I was taught some things in massage school that I have learned over the years, are just not true. It sounded good and in theory seemed right, but scientists have done actual research to debunk some of the myths that massage therapists promote. Here are some of those:
Myth #1 – The sign of a really good massage is that you feel quite sore the day after
Everyone is different and some people are more sensitive than others but just because you don’t feel sore the next day doesn’t mean you had a bad massage. The sign of a good massage is that you feel better than you did before – it may take a while to feel the full benefits but you should experience some of the following:
- Renewed energy
- Increased mobility
- Less pain
- Better sleep
- Reduction in headaches
Myth #2 – You shouldn’t have a massage if you’re pregnant
Massage Therapy does not induce an early labor and is perfectly safe for both mother and baby during normal pregnancies. It can be extremely beneficial for the Mom-to-be and offer a way to relax and unwind during a physically and mentally tiring time. Post-natal massage can be equally beneficial too. Ask your Massage Therapist about prenatal massage.

— RECORDED INFORMATION —
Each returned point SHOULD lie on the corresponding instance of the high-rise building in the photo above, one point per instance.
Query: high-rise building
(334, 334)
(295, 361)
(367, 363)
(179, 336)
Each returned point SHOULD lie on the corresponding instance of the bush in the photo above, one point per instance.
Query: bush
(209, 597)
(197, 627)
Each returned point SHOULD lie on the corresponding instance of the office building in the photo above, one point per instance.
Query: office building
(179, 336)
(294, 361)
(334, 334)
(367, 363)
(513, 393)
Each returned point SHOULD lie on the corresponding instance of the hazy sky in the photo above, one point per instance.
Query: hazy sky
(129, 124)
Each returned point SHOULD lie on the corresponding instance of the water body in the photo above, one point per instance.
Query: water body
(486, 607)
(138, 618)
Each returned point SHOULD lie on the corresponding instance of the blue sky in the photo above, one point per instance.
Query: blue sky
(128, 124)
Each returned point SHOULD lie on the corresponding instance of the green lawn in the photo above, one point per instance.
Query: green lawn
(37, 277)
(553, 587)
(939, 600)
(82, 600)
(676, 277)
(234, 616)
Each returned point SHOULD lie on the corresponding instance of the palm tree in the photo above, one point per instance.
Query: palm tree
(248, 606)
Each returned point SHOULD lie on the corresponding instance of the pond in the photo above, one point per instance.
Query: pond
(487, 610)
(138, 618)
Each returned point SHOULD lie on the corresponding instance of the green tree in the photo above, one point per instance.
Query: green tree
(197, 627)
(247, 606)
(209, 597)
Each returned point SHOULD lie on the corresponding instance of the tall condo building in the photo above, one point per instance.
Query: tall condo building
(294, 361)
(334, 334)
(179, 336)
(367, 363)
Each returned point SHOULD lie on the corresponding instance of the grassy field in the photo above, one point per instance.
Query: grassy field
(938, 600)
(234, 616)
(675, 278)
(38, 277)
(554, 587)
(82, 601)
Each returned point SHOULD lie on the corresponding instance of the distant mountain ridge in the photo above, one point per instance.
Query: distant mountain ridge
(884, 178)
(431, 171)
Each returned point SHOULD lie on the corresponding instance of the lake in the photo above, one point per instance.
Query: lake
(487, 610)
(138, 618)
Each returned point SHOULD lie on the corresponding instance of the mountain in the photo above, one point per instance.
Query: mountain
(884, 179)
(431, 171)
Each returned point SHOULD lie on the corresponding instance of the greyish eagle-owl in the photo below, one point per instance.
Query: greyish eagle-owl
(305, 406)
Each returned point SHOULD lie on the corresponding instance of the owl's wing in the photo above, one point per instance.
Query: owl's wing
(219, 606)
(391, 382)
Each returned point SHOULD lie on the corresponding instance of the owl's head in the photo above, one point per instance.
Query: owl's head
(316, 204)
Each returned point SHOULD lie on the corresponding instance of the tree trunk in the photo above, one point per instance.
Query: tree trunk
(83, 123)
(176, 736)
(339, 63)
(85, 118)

— WHAT YOU HAVE TO DO —
In the piece on massage myths, what is named as the sign of a good massage?

— RESPONSE AREA —
You feel better than you did before.